The day after the Parkland shooting, the halls of Columbine were unusually quiet. Despite all the security, kids at Columbine periodically worry about another shooting happening there. Some of their teachers have panic attacks when the fire alarms go off, the girls said.
“We’re not gonna stop fighting until laws are passed,” said 14-year-old Annie Barrows, laying down her paint brush and hammering her fist into her hand. “There’s blood spilling on the floors of American classrooms.”
Kids who go to Columbine rarely joke about the shooting, but students from other schools sometimes make crass remarks, the girls said. “Going to Columbine, we don’t get to pick the label for our school,” Tyner said. “We’re one of the most infamous schools in America. We’re trying to show people that this affects your community for decades.”
One day in early April 1999, Daniel Mauser, a blond-haired, bespectacled Columbine sophomore, came home and asked his father, Tom Mauser, “Did you know there are loopholes in the Brady bill?”—the national law that requires background checks for gun purchasers. Tom didn’t think much of it. Daniel was on the debate team; he and his conservative classmate, Patrick Neville, would sometimes argue about politics.
Two weeks later, the day of the Columbine shooting, Tom didn’t know whether Daniel was alive or dead for nearly 24 hours. Late that night, authorities called to ask what Daniel had been wearing, or if the Mausers had any dental records. They said the Mausers would hear more in the morning. The following day at noon, the sheriff came along with some grief counselors to tell Tom that Daniel had been shot to death.
The Mausers stayed in the area, but they couldn’t bring themselves to send their surviving daughter to Columbine. Instead, she went to the nearby Arapahoe High School. It, too, had a shooting, after she graduated.
Tom, who worked for the state’s transportation department, took on a second role as a spokesperson for Colorado Ceasefire. He and his son shared a shoe size; he began wearing Daniel’s black-and-gray Vans to testify at hearings. In 2000, he successfully helped push through a measure to close the state’s gun-show loophole. He’s one of the few Columbine parents who speaks out about guns; some others support him but find it too painful to talk about, he says.
Over lunch at Panera Bread, he told me he doesn’t support arming teachers—there’s too much of a risk of crossfire, accidents, or police not knowing who the true “bad guy” is in a hectic shooting situation, he said. And what, are we going to hold first-grade teachers accountable for acting as soldiers would in combat? Many Republicans, he argued, seemingly “cannot acknowledge the danger caused by guns.” (Many Republicans, of course, argue Democrats can’t acknowledge the danger caused by restricting guns.)
One of the most helpful gun measures, he thinks, would be a state- or nation-wide red-flag law, allowing family members or law-enforcement officers to ask a judge to temporarily take away the guns of someone who seems dangerous.
At this point, a woman approached our table to thank Tom for his efforts. “You’re welcome,” he said.
The following day, Tom planned to go for a bike ride in the 70-degree weather, enjoy his retirement a little. But for the moment, he went back to talking about his dead son with yet another reporter. Because Columbine High has a stain, but so does the whole country, and it will endure until there aren’t any more stories like this left to tell. So he tells it.
Like Evan Todd, Daniel Mauser was in the library. Eric Harris insulted him, then fired his rifle and hit Daniel in the hand. Then the mild-mannered Daniel fought back—he pushed a chair at Harris. Harris responded by shooting him in the face.
I sat there speechless as Tom Mauser calmly ate a spoonful of soup. “This is America,” he said.

▸ Task brief: Duplicate the article about Columbine between "At this point, a" and "in the face.", inclusive. Rely only on the article about Columbine.

▸ Given information:
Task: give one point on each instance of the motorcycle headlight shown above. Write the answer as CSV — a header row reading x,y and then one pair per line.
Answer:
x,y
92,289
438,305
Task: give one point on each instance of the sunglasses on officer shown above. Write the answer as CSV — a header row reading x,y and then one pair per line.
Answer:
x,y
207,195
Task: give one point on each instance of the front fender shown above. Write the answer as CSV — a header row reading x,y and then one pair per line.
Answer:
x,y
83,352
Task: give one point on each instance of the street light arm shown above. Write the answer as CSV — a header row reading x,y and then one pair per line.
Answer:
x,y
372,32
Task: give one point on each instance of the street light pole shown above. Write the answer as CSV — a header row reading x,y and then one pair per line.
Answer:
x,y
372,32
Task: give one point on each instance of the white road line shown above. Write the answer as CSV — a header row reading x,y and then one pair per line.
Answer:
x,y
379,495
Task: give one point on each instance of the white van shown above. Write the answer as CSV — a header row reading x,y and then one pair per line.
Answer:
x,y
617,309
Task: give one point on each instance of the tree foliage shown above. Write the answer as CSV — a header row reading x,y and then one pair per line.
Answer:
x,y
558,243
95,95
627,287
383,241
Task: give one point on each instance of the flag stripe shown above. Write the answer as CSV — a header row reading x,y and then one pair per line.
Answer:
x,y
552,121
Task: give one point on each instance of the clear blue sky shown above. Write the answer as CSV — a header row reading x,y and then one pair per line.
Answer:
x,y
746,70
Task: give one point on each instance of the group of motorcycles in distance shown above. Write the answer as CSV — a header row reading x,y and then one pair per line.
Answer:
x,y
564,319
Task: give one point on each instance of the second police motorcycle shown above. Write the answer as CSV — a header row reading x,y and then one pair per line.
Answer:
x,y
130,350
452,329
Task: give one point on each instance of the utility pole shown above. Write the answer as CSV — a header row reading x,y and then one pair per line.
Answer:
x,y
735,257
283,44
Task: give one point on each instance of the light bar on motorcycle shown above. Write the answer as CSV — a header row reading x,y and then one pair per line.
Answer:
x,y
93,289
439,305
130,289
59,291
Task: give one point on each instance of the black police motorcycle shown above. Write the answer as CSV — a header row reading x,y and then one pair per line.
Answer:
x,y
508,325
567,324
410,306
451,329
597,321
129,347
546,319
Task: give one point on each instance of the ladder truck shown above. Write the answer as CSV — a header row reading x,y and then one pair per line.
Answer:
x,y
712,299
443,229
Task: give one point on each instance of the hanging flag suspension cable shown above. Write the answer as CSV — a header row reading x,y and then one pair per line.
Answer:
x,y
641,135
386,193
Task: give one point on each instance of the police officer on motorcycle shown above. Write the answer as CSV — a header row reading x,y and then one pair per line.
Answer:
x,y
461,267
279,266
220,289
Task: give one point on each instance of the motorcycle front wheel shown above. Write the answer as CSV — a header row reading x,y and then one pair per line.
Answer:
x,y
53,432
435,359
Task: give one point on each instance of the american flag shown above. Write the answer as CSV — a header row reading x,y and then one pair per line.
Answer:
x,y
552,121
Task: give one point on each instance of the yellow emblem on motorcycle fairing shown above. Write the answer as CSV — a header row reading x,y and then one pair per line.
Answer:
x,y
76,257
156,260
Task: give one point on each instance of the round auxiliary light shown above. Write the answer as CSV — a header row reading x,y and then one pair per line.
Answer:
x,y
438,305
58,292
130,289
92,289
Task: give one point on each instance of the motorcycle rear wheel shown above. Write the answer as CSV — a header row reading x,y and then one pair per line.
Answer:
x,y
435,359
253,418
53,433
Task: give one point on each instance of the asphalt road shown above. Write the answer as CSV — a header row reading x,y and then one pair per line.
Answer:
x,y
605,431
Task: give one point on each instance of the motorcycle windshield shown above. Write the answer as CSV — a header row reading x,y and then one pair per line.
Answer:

▸ Completed task:
At this point, a woman approached our table to thank Tom for his efforts. “You’re welcome,” he said.
The following day, Tom planned to go for a bike ride in the 70-degree weather, enjoy his retirement a little. But for the moment, he went back to talking about his dead son with yet another reporter. Because Columbine High has a stain, but so does the whole country, and it will endure until there aren’t any more stories like this left to tell. So he tells it.
Like Evan Todd, Daniel Mauser was in the library. Eric Harris insulted him, then fired his rifle and hit Daniel in the hand. Then the mild-mannered Daniel fought back—he pushed a chair at Harris. Harris responded by shooting him in the face.